WHAT YOU SHOULD DO: Search the records that follow and extract every line containing the string "yellow".

DATA TO USE:

···

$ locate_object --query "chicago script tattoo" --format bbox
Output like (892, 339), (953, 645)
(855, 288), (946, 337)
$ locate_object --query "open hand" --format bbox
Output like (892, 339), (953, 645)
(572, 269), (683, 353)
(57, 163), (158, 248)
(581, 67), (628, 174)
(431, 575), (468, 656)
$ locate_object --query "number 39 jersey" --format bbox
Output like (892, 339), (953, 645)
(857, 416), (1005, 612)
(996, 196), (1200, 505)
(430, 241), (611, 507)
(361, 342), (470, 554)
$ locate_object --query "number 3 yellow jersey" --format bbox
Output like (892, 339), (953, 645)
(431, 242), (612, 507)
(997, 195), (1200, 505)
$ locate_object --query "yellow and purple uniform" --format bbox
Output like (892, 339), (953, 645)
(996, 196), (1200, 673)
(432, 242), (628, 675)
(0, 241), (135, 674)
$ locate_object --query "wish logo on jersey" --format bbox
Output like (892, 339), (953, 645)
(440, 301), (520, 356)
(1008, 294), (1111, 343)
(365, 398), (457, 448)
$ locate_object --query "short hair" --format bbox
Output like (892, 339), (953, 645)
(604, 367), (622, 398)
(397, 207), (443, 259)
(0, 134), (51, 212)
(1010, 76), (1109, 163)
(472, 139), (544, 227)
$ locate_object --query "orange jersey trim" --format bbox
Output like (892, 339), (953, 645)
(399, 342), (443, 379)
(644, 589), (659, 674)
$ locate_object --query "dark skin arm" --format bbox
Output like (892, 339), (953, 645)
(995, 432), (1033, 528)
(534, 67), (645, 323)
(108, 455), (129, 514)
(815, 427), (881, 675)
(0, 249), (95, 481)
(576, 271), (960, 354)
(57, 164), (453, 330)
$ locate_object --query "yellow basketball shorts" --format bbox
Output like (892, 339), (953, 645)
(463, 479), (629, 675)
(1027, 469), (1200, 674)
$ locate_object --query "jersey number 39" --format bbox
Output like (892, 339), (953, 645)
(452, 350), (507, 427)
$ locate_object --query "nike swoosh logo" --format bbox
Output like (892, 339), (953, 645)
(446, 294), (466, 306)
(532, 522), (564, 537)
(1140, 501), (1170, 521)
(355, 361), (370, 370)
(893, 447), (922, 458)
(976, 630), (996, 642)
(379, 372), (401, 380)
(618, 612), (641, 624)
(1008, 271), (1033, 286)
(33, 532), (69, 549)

···

EXERCISE ANSWER:
$ locate_object --query "number 3 yellow jersey" --format bbox
$ locate_object --query "yellow and purple uniform" --format bbox
$ locate_object --query "yellow basketball shorts" --format bbox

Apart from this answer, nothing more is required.